• REQUIRED WORK:
Return every line of the data exactly as it appears.

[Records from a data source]
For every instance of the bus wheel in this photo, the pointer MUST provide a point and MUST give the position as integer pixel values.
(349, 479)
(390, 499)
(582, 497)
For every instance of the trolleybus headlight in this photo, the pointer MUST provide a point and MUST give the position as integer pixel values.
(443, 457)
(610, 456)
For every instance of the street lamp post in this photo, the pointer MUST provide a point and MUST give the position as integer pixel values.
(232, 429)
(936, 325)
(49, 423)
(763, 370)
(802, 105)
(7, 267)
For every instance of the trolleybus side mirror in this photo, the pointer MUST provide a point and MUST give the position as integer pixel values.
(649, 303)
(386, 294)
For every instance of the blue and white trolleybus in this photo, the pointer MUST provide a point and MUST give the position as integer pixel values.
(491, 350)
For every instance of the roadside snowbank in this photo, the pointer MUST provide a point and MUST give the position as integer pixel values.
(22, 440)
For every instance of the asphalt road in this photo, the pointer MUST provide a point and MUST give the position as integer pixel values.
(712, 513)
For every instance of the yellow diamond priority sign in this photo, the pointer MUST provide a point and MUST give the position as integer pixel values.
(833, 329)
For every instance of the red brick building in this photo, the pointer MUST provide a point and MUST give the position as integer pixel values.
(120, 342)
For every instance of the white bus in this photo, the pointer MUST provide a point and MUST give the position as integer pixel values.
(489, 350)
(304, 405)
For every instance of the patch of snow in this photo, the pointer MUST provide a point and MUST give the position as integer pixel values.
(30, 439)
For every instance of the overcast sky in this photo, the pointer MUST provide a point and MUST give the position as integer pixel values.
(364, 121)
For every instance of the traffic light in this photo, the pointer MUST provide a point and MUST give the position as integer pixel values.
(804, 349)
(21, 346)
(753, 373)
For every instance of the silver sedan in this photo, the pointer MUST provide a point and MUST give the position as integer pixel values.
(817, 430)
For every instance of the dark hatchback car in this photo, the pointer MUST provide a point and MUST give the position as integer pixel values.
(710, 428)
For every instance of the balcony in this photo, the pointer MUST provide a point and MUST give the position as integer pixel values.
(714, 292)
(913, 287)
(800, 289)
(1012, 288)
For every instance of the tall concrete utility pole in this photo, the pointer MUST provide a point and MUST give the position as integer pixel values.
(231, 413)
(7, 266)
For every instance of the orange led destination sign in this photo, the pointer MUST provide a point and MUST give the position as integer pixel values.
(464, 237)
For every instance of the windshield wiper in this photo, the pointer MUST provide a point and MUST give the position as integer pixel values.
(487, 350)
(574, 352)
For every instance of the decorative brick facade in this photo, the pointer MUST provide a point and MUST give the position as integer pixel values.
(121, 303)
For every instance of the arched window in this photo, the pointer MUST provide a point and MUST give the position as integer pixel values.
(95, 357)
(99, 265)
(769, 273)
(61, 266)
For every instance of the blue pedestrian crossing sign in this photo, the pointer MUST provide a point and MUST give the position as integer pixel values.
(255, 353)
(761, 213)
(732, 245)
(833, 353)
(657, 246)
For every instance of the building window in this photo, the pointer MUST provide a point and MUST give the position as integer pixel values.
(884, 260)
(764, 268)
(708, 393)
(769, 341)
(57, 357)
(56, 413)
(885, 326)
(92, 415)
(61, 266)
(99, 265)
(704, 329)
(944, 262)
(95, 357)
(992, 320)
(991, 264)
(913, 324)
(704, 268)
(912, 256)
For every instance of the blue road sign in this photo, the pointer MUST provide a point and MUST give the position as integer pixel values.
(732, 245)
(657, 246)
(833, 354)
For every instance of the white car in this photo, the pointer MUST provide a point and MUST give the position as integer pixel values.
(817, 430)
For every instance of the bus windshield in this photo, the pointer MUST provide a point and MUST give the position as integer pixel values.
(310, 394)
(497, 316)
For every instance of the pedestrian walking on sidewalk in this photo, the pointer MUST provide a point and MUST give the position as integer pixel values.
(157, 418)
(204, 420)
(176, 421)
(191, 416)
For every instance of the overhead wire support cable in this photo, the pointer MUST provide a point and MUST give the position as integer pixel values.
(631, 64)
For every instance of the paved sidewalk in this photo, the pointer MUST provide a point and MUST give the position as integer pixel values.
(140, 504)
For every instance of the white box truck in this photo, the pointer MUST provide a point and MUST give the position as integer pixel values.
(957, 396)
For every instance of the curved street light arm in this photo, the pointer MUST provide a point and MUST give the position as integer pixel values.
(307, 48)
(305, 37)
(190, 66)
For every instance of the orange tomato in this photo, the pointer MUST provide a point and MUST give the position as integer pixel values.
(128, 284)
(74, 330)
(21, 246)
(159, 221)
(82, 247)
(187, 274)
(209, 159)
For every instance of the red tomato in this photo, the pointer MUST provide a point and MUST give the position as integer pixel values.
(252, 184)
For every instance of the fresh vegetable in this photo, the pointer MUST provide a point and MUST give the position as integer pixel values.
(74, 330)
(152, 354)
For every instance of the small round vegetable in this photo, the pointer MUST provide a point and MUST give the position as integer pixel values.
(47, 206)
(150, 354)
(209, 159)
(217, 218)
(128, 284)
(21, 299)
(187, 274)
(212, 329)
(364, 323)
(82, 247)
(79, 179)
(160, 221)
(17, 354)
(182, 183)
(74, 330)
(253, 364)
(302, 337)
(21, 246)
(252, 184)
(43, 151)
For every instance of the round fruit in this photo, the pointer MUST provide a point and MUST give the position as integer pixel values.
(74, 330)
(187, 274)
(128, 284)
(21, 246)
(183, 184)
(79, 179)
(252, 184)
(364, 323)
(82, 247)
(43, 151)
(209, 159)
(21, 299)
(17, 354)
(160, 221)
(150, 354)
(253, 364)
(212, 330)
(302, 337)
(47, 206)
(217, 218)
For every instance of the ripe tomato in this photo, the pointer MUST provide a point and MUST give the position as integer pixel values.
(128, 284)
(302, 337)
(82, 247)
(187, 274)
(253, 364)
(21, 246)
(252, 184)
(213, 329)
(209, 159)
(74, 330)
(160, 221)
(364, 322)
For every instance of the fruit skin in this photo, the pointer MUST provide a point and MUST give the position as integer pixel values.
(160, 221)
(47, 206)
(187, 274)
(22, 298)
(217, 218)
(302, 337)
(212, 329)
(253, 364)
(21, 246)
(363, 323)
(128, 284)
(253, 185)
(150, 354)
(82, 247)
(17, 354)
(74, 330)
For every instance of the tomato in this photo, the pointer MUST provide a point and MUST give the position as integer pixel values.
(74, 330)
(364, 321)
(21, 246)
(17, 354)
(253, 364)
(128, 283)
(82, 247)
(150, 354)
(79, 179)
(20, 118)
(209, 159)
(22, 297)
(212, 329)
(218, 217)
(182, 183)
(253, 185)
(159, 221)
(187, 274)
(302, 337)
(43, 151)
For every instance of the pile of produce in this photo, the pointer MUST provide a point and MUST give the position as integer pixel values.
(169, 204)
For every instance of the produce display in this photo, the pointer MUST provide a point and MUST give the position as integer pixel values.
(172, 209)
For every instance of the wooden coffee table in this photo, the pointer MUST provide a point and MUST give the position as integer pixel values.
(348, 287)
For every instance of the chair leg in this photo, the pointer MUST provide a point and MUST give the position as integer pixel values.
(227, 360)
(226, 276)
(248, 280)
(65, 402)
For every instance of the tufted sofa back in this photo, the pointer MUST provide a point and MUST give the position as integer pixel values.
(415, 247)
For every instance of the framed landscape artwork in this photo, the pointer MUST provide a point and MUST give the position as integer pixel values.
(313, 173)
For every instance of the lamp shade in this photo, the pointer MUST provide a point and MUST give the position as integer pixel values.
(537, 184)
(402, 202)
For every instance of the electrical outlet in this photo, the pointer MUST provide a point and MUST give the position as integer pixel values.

• EXERCISE RESULT:
For every instance of the bus wheel in this photo, the pointer MUST provide a point and MUST give the position as integer pixel values.
(349, 479)
(390, 499)
(582, 497)
For every instance of the trolleybus headlight in this photo, the pointer MUST provide a point and MUST give the position as integer pixel values.
(443, 457)
(610, 456)
For every instance of the street lamp post in this photo, the pointer MUST provide a point and MUST give the position as integer pixel values.
(232, 429)
(936, 325)
(49, 423)
(763, 370)
(802, 105)
(7, 267)
For every instance of the trolleybus side mirror in this photo, the pointer MUST provide a point and MUST give the position as integer pixel values.
(649, 303)
(386, 294)
For every instance of the blue and white trolleybus in this photo, the pointer MUST provide a point and MUST give the position as integer pixel values.
(491, 350)
For every instance of the roadside snowbank in this photo, the pointer MUST provide a point and MUST give the position as integer pixel values.
(22, 440)
For every instance of the asphalt road in this photo, the pointer MUST provide a point and MUST give the position as integer pixel values.
(712, 513)
For every instance of the yellow diamond priority sign in this photo, the pointer MUST provide a point and MUST give the position as integer pixel values.
(833, 329)
For every instance of the red brick building in this photo, the pointer MUST provide a point and MUST give the position as integer pixel values.
(120, 342)
For every instance of the white bus in this photo, the pointer MUST provide a point and MUST give the position as integer pixel values.
(489, 350)
(304, 405)
For every instance of the patch of snow in this photo, the pointer MUST provide a point and MUST give the position as integer pixel values.
(30, 439)
For every instance of the overcast sky in this photo, the pointer MUST provide a point and MUST give the position as integer pixel values.
(364, 121)
For every instance of the traffic light in this photo, the pointer MUST provide a point and MUST give the position as integer pixel values.
(804, 349)
(21, 346)
(753, 373)
For every instance of the silver sedan in this photo, the pointer MUST provide a point and MUST give the position as integer pixel values.
(817, 430)
For every instance of the dark hatchback car in this photo, the pointer MUST provide a point and MUST give the position as integer pixel values.
(710, 428)
For every instance of the balcony in this photo, the pointer MUST provide a point and MUST give the position as integer pixel values.
(714, 292)
(913, 287)
(800, 289)
(1012, 288)
For every instance of the tall concrete utility pole in this photo, the pointer MUST provide a point and MUST give the position as integer pixel values.
(231, 413)
(7, 266)
For every instance of the orange led destination sign in this photo, the pointer MUST provide a point and MUST give the position as integer pixel values.
(464, 237)
For every instance of the windshield wiper in this photo, the pointer MUST provide a point and MUST give the position as integer pixel values.
(487, 350)
(574, 352)
For every instance of the decorative brick facade in this photo, the pointer MUST provide a point and MUST give the position as integer pixel values.
(121, 303)
For every instance of the arched window in this photo, the pointer MUST provide a point and MUST give the position as integer pixel values.
(95, 357)
(99, 265)
(769, 273)
(61, 266)
For every instance of the blue pedestrian crossing sign in this photo, the pointer MUST provide a point and MUST give the position as integer pixel values.
(255, 353)
(761, 213)
(732, 245)
(833, 353)
(657, 246)
For every instance of the building window in this photo, the pointer MUST provide a point and MUST give the position as integer pixel values.
(884, 260)
(764, 268)
(708, 393)
(769, 341)
(57, 357)
(56, 413)
(885, 326)
(92, 415)
(61, 266)
(99, 265)
(704, 329)
(944, 262)
(95, 357)
(992, 320)
(991, 264)
(913, 324)
(704, 268)
(912, 256)
For every instance of the blue road sign in this photo, the pointer MUST provide a point and MUST give the position as integer pixel values.
(732, 245)
(657, 246)
(833, 354)
For every instance of the white car in this photo, the pointer MUST provide a point and MUST give the position as integer pixel values.
(817, 430)
For every instance of the bus windshield in this photo, the pointer MUST provide a point and MUST give the position as integer pixel values.
(310, 394)
(497, 316)
For every instance of the pedestrian walking on sidewalk in this photo, the pointer MUST provide a point and MUST give the position as integer pixel values.
(157, 418)
(204, 420)
(176, 421)
(191, 416)
For every instance of the overhead wire support cable in this photo, the pointer MUST provide a point and MUST give the position as integer pixel values.
(631, 64)
For every instance of the paved sidewalk in this photo, the pointer MUST provide a point and MUST give the position as integer pixel values.
(140, 504)
For every instance of the white box truck in this photo, the pointer MUST provide a point and MUST give the position as integer pixel values.
(957, 396)
For every instance of the curved street light arm in this photo, the pointer MUST provide a point and MUST give the position as integer pixel values.
(307, 48)
(305, 37)
(190, 66)
For every instance of the orange tomato in this photo, the pointer MUST provide a point and MUST give the position as integer pixel values.
(128, 284)
(74, 330)
(21, 246)
(159, 221)
(82, 247)
(187, 274)
(209, 159)
For every instance of the red tomato in this photo, the pointer MUST provide a point and MUST give the position as integer pixel values.
(252, 184)
For every instance of the fresh vegetable in this photo, the pointer MUST provide a point and MUST give the position as integer pixel values.
(74, 330)
(152, 354)
For every instance of the small round vegetable in this photo, the pointer MUST provide a point and MUST give the position as integer pixel values.
(47, 206)
(150, 354)
(209, 159)
(217, 218)
(128, 284)
(21, 299)
(187, 274)
(212, 329)
(364, 323)
(82, 247)
(79, 179)
(160, 221)
(17, 354)
(182, 183)
(74, 330)
(253, 364)
(302, 337)
(21, 246)
(252, 184)
(43, 151)
For every instance of the round fruit in this photo, the pointer MUST provide a point and MUST give the position as integer pixel values.
(74, 330)
(187, 274)
(128, 284)
(21, 246)
(183, 184)
(79, 179)
(252, 184)
(364, 323)
(82, 247)
(43, 151)
(209, 159)
(21, 299)
(17, 354)
(160, 221)
(150, 354)
(253, 364)
(212, 330)
(302, 337)
(47, 206)
(217, 218)
For every instance of the ripe tomato in this photo, the pointer MUST provide a point and MUST give the position as integer pixel values.
(128, 284)
(302, 337)
(82, 247)
(187, 274)
(253, 364)
(21, 246)
(252, 184)
(213, 329)
(209, 159)
(74, 330)
(160, 221)
(364, 322)
For every instance of the fruit skin in this photo, the pointer MUST provide a point and MUST give the position as integer pixel values.
(160, 221)
(47, 206)
(187, 274)
(22, 298)
(217, 218)
(302, 337)
(212, 329)
(253, 364)
(21, 246)
(363, 323)
(128, 284)
(253, 185)
(150, 354)
(82, 247)
(17, 354)
(74, 330)
For every instance of the tomato in this photo, the pointer MUST provide a point and MUST give the position as integer pixel values.
(74, 330)
(364, 321)
(21, 246)
(17, 354)
(253, 364)
(128, 283)
(82, 247)
(150, 354)
(79, 179)
(20, 118)
(209, 159)
(22, 297)
(212, 329)
(218, 217)
(182, 183)
(253, 185)
(159, 221)
(187, 274)
(302, 337)
(43, 151)
For every instance of the pile of produce in this photo, the pointer MUST provide a point and MUST give the position as integer pixel values.
(169, 204)
For every instance of the produce display in this photo, the pointer MUST provide a point and MUST give the position as integer pixel values.
(172, 209)
For every instance of the wooden coffee table in this photo, the pointer MUST provide a point and MUST give the position as integer pixel values.
(348, 287)
For every instance of the chair leg in this photo, the pointer MUST provide a point and MUST give the position as integer pixel values.
(227, 360)
(226, 276)
(248, 280)
(65, 402)
For every instance of the tufted sofa back in this photo, the pointer MUST provide a point and MUST give the position as integer pixel values.
(415, 247)
For every instance of the framed landscape artwork in this photo, the pointer MUST provide a point and MUST give the position as integer pixel values.
(313, 173)
For every instance of the lamp shade in this photo, the pointer MUST provide a point and MUST give the position as integer pixel values.
(537, 184)
(402, 202)
For every instance of the electrical outlet in this photo, the pointer MUST provide a point and MUST give the position as integer pixel values.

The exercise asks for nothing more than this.